## SUPPLIED RECORDS:
○ ○ ○ ○ ○

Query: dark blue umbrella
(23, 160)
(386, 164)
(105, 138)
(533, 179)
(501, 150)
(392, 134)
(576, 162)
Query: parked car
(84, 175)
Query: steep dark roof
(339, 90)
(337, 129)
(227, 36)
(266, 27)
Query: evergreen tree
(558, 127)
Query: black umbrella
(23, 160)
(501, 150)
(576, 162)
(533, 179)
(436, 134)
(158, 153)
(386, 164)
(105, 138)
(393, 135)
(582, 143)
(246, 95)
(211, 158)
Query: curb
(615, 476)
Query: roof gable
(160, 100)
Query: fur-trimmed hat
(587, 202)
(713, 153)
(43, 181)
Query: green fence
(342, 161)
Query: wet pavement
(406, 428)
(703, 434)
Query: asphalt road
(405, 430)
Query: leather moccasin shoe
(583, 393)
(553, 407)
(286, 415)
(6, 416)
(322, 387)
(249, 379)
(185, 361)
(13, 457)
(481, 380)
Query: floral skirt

○ ○ ○ ○ ○

## REQUIREMENT:
Your task is to transcribe each record faithfully and in full.

## SOLUTION TO THIS TASK:
Query: dark blue umbrella
(23, 160)
(386, 164)
(105, 138)
(533, 179)
(501, 150)
(392, 134)
(576, 162)
Query: parked car
(84, 175)
Query: steep dark roof
(339, 90)
(337, 129)
(227, 36)
(266, 27)
Query: evergreen tree
(558, 127)
Query: black umbrella
(23, 160)
(501, 150)
(576, 162)
(533, 179)
(436, 134)
(158, 153)
(386, 164)
(105, 138)
(393, 135)
(582, 143)
(246, 95)
(211, 158)
Query: curb
(615, 476)
Query: roof gable
(160, 100)
Query: fur-trimmed hat
(587, 202)
(713, 153)
(43, 181)
Query: green fence
(342, 161)
Query: wet pavement
(406, 428)
(703, 434)
Query: asphalt road
(405, 430)
Query: leather moccasin shoe
(583, 393)
(553, 407)
(286, 415)
(6, 416)
(322, 387)
(249, 379)
(185, 361)
(13, 457)
(481, 380)
Query: floral skirt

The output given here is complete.